Exercise prompt:
Among these records, which lines include "skyline"? Copy them out.

===== Records =====

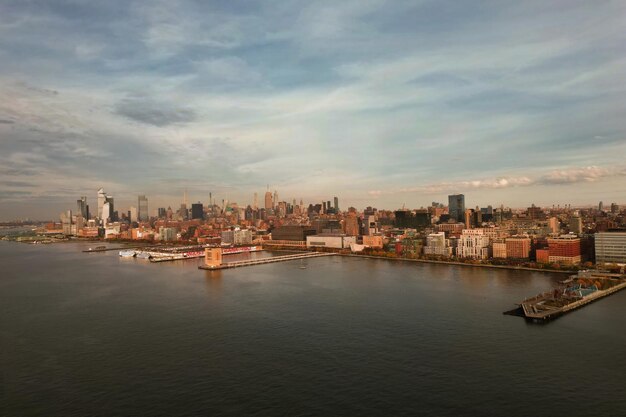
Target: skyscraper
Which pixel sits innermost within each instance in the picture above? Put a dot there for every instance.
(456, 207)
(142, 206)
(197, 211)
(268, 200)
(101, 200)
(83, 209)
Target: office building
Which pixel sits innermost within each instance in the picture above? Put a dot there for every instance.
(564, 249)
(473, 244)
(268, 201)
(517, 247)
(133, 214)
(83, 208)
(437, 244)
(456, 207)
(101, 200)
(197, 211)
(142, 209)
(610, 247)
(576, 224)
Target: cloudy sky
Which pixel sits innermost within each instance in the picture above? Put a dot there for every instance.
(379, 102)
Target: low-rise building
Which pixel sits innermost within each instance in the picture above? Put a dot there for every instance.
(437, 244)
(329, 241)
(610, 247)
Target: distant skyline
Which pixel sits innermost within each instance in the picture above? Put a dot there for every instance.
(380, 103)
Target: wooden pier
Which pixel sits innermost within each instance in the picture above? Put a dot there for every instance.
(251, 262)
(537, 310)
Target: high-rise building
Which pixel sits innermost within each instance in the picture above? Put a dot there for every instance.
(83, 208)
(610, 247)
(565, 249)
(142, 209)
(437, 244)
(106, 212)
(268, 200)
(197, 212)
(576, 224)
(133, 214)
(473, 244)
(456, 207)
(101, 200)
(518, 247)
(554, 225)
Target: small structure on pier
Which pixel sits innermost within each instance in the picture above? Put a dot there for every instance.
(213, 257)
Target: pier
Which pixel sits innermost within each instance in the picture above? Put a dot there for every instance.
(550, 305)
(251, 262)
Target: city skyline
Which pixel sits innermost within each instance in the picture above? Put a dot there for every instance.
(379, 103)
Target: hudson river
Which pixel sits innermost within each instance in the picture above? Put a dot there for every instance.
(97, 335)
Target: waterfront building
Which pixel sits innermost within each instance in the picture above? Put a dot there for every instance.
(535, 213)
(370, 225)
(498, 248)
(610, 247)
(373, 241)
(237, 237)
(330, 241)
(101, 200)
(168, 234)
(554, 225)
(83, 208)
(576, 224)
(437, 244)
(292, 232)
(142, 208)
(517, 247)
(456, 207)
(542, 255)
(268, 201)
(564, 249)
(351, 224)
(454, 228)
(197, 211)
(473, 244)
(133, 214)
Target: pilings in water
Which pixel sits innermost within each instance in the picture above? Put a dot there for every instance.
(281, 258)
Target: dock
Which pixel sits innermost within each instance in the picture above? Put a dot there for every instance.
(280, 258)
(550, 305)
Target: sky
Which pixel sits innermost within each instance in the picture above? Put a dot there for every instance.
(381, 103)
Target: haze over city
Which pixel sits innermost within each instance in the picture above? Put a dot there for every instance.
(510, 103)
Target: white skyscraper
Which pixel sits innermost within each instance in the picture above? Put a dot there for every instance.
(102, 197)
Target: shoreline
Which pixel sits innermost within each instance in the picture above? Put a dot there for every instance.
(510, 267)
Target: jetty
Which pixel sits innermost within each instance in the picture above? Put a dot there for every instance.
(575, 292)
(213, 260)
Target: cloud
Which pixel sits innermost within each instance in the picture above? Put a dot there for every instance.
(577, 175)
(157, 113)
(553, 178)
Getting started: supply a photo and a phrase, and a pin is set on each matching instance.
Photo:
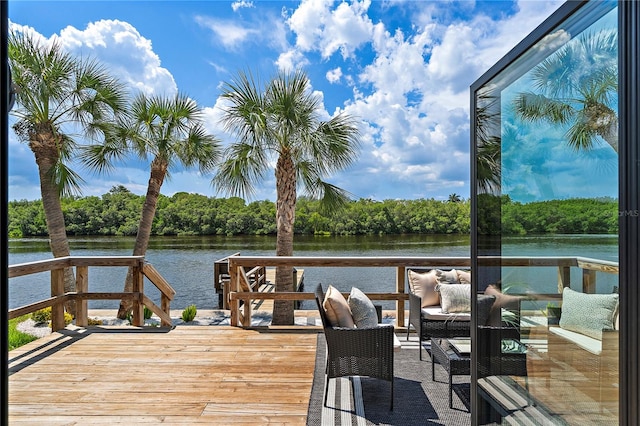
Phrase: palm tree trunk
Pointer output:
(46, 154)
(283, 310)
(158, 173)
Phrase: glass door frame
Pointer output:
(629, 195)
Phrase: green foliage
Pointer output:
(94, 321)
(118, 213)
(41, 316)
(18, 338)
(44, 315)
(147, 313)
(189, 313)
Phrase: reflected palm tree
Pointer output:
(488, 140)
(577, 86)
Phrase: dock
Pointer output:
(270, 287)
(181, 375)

=====

Answer to this task:
Target: distant skyline
Target: city skyline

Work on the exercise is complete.